- **WHAT IS EXPECTED**
Copy the lines below verbatim, but only from the line containing "the boat mast?" through the end of the data.

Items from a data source

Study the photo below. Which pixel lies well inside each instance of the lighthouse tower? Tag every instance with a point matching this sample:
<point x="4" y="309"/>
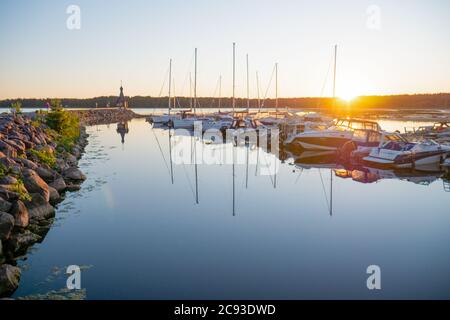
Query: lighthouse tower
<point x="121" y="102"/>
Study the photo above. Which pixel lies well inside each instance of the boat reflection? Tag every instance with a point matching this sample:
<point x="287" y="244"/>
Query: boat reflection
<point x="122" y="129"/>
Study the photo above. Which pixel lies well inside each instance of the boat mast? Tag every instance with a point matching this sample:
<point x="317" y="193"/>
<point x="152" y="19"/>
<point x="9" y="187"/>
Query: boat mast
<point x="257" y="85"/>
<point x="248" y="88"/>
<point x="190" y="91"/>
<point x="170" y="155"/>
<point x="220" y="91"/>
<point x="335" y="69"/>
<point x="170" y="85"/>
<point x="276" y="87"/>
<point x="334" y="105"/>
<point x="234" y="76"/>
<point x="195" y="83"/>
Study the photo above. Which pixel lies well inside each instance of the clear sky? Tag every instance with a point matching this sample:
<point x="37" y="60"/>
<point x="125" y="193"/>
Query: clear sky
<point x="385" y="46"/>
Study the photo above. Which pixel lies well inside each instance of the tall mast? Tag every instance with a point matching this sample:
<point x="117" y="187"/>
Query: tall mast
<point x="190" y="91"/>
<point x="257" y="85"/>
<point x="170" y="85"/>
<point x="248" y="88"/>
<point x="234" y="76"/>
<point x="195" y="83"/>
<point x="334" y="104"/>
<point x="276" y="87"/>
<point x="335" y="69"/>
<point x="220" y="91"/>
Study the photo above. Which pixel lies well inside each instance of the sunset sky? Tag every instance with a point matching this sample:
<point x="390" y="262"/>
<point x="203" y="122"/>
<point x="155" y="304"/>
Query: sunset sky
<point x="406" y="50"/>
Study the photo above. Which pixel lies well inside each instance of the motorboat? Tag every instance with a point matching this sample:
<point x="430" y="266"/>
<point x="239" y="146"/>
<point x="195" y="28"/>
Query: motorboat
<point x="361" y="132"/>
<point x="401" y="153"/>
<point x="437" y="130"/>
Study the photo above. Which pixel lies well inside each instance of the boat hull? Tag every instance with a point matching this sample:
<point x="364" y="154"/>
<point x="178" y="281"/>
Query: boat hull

- **THE RESULT**
Study the photo above. Which pixel lies well inside each instance of the boat mast? Tag every instance with a point matching this sample:
<point x="317" y="193"/>
<point x="152" y="19"/>
<point x="9" y="187"/>
Query: boat mast
<point x="257" y="85"/>
<point x="248" y="88"/>
<point x="190" y="91"/>
<point x="170" y="155"/>
<point x="220" y="91"/>
<point x="335" y="69"/>
<point x="170" y="85"/>
<point x="276" y="87"/>
<point x="334" y="105"/>
<point x="234" y="76"/>
<point x="195" y="83"/>
Study the photo above. Which pixel lies well inside each instance of the clear sky? Tag every instance with a point matching this sample:
<point x="37" y="60"/>
<point x="125" y="193"/>
Query: clear sky
<point x="385" y="46"/>
Study the photo above. Which pixel lies well inside each instance of the tall mast? Tag every instance with a point matching this sample:
<point x="117" y="187"/>
Query: tall mast
<point x="190" y="91"/>
<point x="257" y="85"/>
<point x="170" y="85"/>
<point x="248" y="88"/>
<point x="234" y="76"/>
<point x="195" y="83"/>
<point x="334" y="104"/>
<point x="276" y="87"/>
<point x="335" y="69"/>
<point x="220" y="91"/>
Study the photo above. Which pixel lies well inside each instance of the sunset sky? Tag every instance with a point matching this sample:
<point x="390" y="262"/>
<point x="203" y="122"/>
<point x="155" y="304"/>
Query: sunset sky
<point x="406" y="50"/>
Study the photo above. Which pixel lies well inside each instance of the motorboat? Tag every instance with a point matching this sample:
<point x="430" y="266"/>
<point x="239" y="146"/>
<point x="195" y="28"/>
Query: motorboat
<point x="361" y="132"/>
<point x="401" y="153"/>
<point x="437" y="130"/>
Study the photo above. Which pixel lies well inside each instance of the boat hull? Tag every instance with a point matching this sample:
<point x="364" y="154"/>
<point x="178" y="281"/>
Query: boat hull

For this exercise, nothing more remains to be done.